═══ Görev girdisi
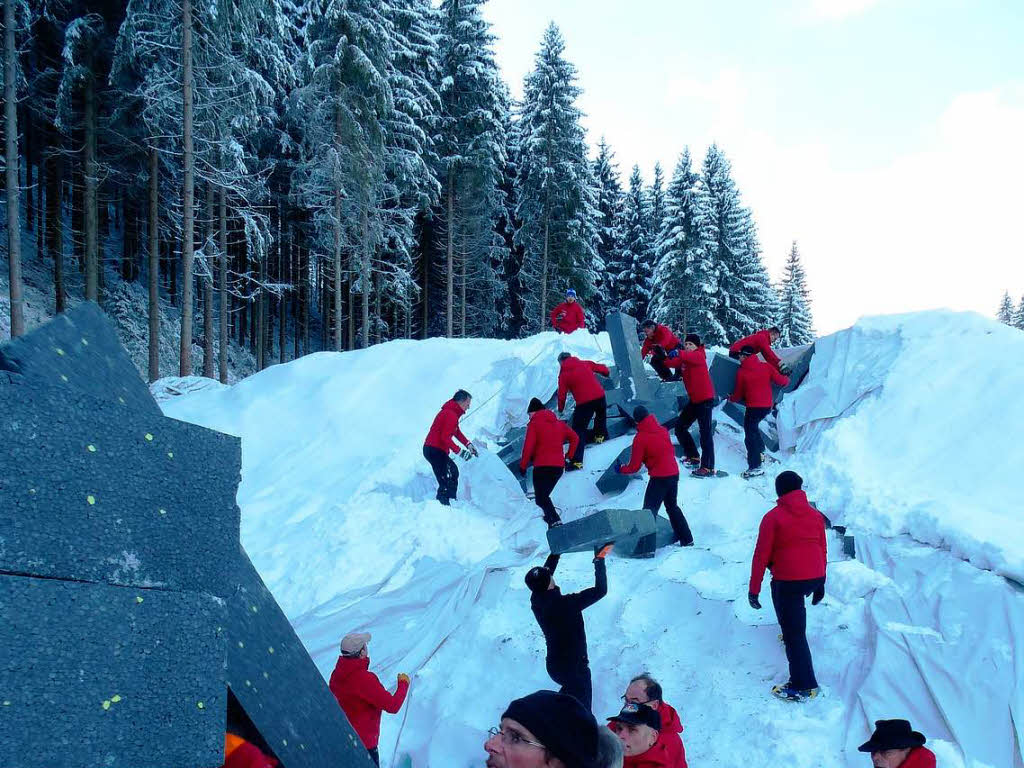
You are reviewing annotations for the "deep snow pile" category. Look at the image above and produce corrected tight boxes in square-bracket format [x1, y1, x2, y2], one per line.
[157, 313, 1016, 768]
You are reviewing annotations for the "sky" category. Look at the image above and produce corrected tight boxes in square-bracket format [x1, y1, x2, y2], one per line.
[484, 0, 1024, 333]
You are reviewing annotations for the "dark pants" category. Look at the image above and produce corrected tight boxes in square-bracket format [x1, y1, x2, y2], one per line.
[743, 408, 771, 469]
[423, 445, 459, 505]
[676, 400, 715, 469]
[643, 475, 693, 544]
[548, 659, 594, 712]
[534, 467, 565, 525]
[771, 579, 825, 690]
[572, 394, 608, 462]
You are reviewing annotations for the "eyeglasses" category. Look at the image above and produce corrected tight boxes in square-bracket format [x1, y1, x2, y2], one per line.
[487, 728, 548, 750]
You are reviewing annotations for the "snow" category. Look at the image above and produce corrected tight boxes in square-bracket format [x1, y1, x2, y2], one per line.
[162, 313, 1024, 768]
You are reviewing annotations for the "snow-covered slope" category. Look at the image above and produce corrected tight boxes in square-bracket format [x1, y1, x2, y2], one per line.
[162, 317, 1024, 768]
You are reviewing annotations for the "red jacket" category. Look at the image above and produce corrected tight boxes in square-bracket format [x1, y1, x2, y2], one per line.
[519, 409, 580, 472]
[423, 400, 469, 453]
[618, 415, 679, 477]
[330, 656, 409, 750]
[640, 324, 680, 357]
[551, 301, 587, 334]
[750, 490, 826, 595]
[558, 357, 610, 411]
[665, 346, 715, 402]
[729, 330, 781, 371]
[729, 354, 790, 408]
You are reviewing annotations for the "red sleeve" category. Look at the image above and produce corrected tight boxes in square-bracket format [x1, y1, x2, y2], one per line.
[748, 512, 775, 595]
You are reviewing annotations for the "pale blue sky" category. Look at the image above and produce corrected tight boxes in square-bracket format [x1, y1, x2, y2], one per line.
[485, 0, 1024, 332]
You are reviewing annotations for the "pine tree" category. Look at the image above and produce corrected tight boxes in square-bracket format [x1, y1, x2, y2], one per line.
[779, 241, 814, 346]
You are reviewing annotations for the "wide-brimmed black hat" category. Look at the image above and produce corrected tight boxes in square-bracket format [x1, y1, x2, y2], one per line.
[857, 720, 928, 752]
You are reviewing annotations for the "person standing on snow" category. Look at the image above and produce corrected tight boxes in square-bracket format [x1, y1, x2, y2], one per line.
[551, 288, 587, 334]
[615, 406, 693, 547]
[748, 468, 827, 701]
[525, 547, 608, 711]
[857, 720, 935, 768]
[729, 347, 790, 478]
[519, 397, 580, 527]
[423, 389, 478, 507]
[330, 632, 409, 766]
[665, 334, 715, 477]
[558, 352, 611, 469]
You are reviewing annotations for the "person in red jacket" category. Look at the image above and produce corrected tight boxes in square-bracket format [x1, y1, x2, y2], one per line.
[729, 347, 790, 478]
[623, 674, 686, 768]
[616, 406, 693, 547]
[665, 334, 715, 477]
[558, 352, 611, 469]
[729, 326, 790, 376]
[423, 389, 477, 507]
[640, 319, 681, 381]
[857, 720, 935, 768]
[551, 288, 587, 334]
[330, 632, 409, 765]
[746, 471, 827, 701]
[519, 397, 580, 528]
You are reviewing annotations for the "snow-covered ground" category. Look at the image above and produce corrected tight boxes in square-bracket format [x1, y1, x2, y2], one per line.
[162, 313, 1024, 768]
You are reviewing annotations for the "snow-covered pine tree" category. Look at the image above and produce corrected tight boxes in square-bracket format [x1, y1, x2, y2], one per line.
[516, 24, 598, 330]
[778, 241, 814, 347]
[618, 166, 654, 321]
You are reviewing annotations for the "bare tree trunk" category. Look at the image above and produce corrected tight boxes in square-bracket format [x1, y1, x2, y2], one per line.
[150, 146, 160, 381]
[3, 0, 25, 339]
[178, 0, 196, 376]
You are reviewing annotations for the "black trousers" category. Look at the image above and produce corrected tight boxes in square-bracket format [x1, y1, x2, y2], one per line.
[534, 467, 565, 525]
[676, 400, 715, 469]
[771, 579, 825, 690]
[423, 445, 459, 505]
[571, 394, 608, 462]
[743, 408, 771, 469]
[643, 475, 693, 544]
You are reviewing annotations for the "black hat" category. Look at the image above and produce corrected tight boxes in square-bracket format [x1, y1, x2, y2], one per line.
[775, 469, 804, 496]
[608, 702, 662, 731]
[502, 690, 597, 768]
[857, 720, 928, 752]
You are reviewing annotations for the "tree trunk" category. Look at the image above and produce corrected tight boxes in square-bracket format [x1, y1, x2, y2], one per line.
[178, 0, 196, 376]
[3, 0, 25, 339]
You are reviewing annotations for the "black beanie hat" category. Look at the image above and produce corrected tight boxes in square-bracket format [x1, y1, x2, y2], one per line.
[502, 690, 597, 768]
[775, 469, 804, 496]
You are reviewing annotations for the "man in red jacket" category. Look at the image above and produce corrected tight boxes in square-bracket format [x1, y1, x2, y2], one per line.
[729, 347, 790, 478]
[746, 471, 827, 701]
[558, 352, 610, 469]
[330, 632, 409, 765]
[551, 288, 587, 334]
[616, 406, 693, 547]
[729, 326, 790, 376]
[665, 334, 715, 477]
[519, 397, 580, 528]
[423, 389, 477, 507]
[640, 319, 680, 381]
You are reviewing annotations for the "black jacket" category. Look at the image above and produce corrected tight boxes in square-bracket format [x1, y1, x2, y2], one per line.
[529, 555, 608, 668]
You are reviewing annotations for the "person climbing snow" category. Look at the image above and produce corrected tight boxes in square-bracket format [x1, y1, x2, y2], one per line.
[525, 546, 610, 711]
[423, 389, 478, 507]
[519, 397, 580, 527]
[558, 352, 611, 469]
[551, 288, 587, 334]
[640, 319, 680, 381]
[746, 471, 827, 701]
[329, 632, 409, 765]
[616, 406, 693, 547]
[729, 347, 790, 479]
[665, 334, 716, 477]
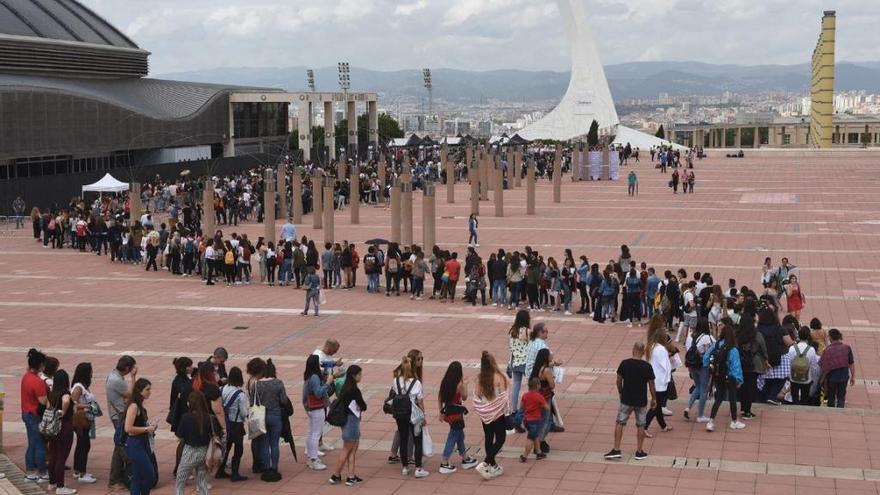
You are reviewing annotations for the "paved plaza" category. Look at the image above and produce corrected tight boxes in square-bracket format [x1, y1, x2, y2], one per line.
[0, 152, 880, 495]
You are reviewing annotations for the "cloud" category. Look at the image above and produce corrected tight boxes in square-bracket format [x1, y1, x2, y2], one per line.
[82, 0, 880, 74]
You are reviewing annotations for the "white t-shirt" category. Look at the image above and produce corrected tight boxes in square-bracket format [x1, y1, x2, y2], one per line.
[391, 378, 423, 400]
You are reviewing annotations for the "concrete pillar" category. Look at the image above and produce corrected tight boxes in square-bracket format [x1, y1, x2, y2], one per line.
[312, 168, 324, 229]
[297, 100, 312, 163]
[367, 100, 379, 151]
[391, 178, 401, 243]
[275, 162, 289, 219]
[553, 144, 562, 203]
[263, 169, 276, 244]
[322, 175, 335, 243]
[422, 182, 437, 253]
[400, 177, 413, 246]
[324, 101, 336, 163]
[290, 167, 302, 225]
[468, 154, 480, 215]
[202, 177, 216, 238]
[526, 158, 535, 215]
[348, 162, 361, 225]
[493, 155, 504, 217]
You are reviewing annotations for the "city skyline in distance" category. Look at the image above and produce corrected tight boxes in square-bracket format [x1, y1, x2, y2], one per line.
[84, 0, 880, 75]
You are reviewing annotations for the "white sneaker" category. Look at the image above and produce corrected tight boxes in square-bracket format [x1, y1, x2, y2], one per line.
[77, 473, 98, 484]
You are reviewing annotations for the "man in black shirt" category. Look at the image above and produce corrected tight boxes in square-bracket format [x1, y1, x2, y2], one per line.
[605, 341, 657, 460]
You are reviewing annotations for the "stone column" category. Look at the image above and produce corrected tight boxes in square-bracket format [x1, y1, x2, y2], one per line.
[345, 101, 358, 160]
[128, 182, 142, 226]
[493, 155, 504, 217]
[349, 162, 361, 225]
[290, 167, 302, 225]
[367, 100, 379, 151]
[553, 144, 562, 203]
[391, 178, 401, 243]
[312, 168, 324, 229]
[263, 169, 276, 247]
[468, 154, 480, 215]
[422, 182, 437, 253]
[202, 177, 217, 238]
[319, 101, 336, 162]
[297, 99, 312, 163]
[526, 158, 535, 215]
[323, 175, 335, 243]
[275, 162, 290, 219]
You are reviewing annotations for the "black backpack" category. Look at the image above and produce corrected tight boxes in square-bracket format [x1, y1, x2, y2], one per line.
[709, 342, 730, 384]
[327, 397, 348, 427]
[385, 379, 416, 420]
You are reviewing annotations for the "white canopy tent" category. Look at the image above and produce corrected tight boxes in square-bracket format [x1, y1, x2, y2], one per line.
[82, 174, 129, 193]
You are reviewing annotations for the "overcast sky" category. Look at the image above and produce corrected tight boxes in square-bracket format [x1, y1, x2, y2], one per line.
[81, 0, 880, 75]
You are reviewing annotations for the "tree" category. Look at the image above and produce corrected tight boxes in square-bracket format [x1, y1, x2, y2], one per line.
[654, 124, 666, 140]
[587, 120, 599, 147]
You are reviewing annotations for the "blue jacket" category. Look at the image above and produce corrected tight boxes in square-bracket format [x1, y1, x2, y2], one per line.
[703, 339, 743, 384]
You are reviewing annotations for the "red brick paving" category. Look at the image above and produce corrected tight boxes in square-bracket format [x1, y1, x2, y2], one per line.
[0, 157, 880, 495]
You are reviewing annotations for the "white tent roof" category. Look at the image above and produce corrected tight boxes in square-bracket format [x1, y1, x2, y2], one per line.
[83, 174, 128, 192]
[611, 125, 687, 151]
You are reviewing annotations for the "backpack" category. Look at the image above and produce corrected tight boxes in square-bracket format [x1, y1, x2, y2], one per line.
[684, 335, 703, 370]
[327, 397, 348, 427]
[388, 257, 400, 273]
[791, 344, 810, 383]
[38, 407, 61, 438]
[383, 380, 416, 420]
[709, 342, 730, 384]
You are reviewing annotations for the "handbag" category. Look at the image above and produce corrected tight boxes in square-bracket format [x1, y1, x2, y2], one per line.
[247, 383, 266, 440]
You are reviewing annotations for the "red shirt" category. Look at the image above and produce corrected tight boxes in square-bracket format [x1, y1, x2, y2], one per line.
[21, 370, 49, 416]
[446, 260, 461, 282]
[522, 390, 547, 421]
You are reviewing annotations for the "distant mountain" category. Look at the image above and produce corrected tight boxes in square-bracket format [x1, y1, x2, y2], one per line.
[158, 62, 880, 103]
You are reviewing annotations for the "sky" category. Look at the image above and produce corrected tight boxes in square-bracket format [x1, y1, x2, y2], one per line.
[80, 0, 880, 75]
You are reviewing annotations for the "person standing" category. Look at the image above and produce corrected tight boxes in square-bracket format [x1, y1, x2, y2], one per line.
[819, 328, 856, 407]
[605, 341, 657, 460]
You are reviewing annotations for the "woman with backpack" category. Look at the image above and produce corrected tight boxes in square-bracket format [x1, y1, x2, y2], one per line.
[437, 361, 477, 474]
[684, 318, 715, 423]
[330, 364, 367, 486]
[736, 314, 769, 419]
[46, 370, 76, 495]
[788, 327, 819, 406]
[391, 355, 429, 478]
[703, 318, 746, 431]
[215, 366, 249, 482]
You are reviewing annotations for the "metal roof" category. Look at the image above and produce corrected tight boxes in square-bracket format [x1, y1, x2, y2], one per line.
[0, 73, 280, 120]
[0, 0, 138, 48]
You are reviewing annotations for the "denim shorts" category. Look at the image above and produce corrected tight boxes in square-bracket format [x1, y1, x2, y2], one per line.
[342, 414, 361, 442]
[526, 419, 541, 440]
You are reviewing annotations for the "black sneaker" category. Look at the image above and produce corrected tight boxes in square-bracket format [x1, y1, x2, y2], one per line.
[605, 449, 623, 460]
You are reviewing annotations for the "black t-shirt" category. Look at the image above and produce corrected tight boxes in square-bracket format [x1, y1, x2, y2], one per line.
[617, 358, 654, 407]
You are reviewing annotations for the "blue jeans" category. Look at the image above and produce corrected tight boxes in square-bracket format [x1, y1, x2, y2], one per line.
[443, 426, 465, 462]
[260, 414, 281, 471]
[688, 368, 709, 416]
[492, 279, 507, 305]
[510, 364, 526, 411]
[125, 435, 156, 495]
[21, 413, 46, 473]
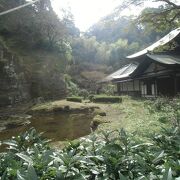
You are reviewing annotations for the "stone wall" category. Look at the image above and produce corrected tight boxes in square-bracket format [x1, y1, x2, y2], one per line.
[0, 42, 66, 107]
[0, 44, 30, 107]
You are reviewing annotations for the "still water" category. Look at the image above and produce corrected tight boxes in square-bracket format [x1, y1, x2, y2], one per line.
[0, 114, 93, 141]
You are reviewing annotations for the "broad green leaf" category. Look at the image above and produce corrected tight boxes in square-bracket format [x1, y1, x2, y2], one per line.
[162, 168, 172, 180]
[118, 171, 127, 180]
[16, 153, 33, 164]
[17, 170, 26, 180]
[27, 165, 38, 180]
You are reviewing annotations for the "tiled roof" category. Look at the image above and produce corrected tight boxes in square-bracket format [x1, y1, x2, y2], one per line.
[127, 27, 180, 59]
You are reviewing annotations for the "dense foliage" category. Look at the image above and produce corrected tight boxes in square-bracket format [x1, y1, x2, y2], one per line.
[0, 127, 180, 180]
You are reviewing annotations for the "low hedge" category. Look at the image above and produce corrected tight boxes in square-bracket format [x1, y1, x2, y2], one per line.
[92, 96, 122, 103]
[66, 96, 83, 102]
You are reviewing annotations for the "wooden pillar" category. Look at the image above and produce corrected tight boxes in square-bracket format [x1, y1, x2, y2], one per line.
[139, 80, 142, 96]
[154, 78, 158, 97]
[174, 74, 177, 96]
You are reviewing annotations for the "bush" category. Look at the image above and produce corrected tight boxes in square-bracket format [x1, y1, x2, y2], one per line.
[92, 96, 122, 103]
[0, 127, 180, 180]
[78, 89, 89, 99]
[66, 96, 83, 102]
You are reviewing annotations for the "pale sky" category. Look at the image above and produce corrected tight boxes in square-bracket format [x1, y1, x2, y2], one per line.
[51, 0, 166, 31]
[52, 0, 127, 31]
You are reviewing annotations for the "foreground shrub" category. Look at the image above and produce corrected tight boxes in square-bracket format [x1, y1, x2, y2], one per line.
[0, 128, 180, 180]
[92, 95, 122, 103]
[66, 96, 83, 102]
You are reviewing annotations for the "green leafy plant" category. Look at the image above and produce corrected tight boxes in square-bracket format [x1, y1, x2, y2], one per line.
[0, 127, 180, 180]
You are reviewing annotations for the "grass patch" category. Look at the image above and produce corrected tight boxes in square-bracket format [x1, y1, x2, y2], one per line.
[92, 95, 122, 103]
[66, 96, 83, 103]
[95, 97, 172, 139]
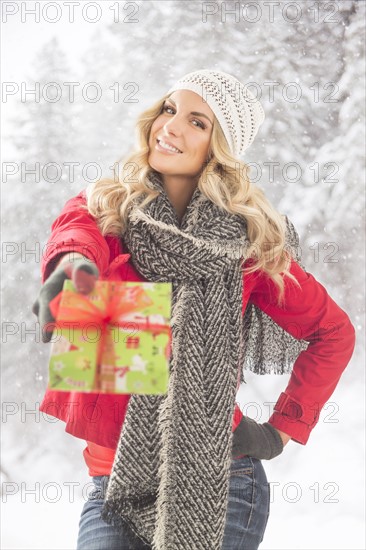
══════
→ **Görev gereksinimi**
Kayıtların en başından "[572, 394, 608, 462]" ifadesini içeren satıra kadar uzanan kısmı, her iki uç dahil, hiçbir değişiklik yapmadan yeniden yazın. Resimleri yanıtınıza almayın.

→ **Yazılı çözüm**
You are reviewing annotations for the "deep snow pile" category. Look at the image above and produce corrected tight boxes in square-bracket format [x1, y1, x2, y2], one per line.
[157, 313, 1016, 768]
You are reviewing annotations for the "sky" category. Look at the image above and produce corrected tight boxes in square-bracket format [x1, y1, x2, y2], one per line.
[484, 0, 1024, 333]
You are reviewing annotations for the "dark pants" category. Look at the image above and produce corrected tight boxes in square-bracket format [x1, y1, x2, y2], one per line.
[743, 408, 771, 469]
[423, 445, 459, 505]
[676, 400, 715, 469]
[643, 475, 693, 544]
[548, 659, 594, 712]
[534, 467, 565, 525]
[771, 579, 825, 690]
[572, 394, 608, 462]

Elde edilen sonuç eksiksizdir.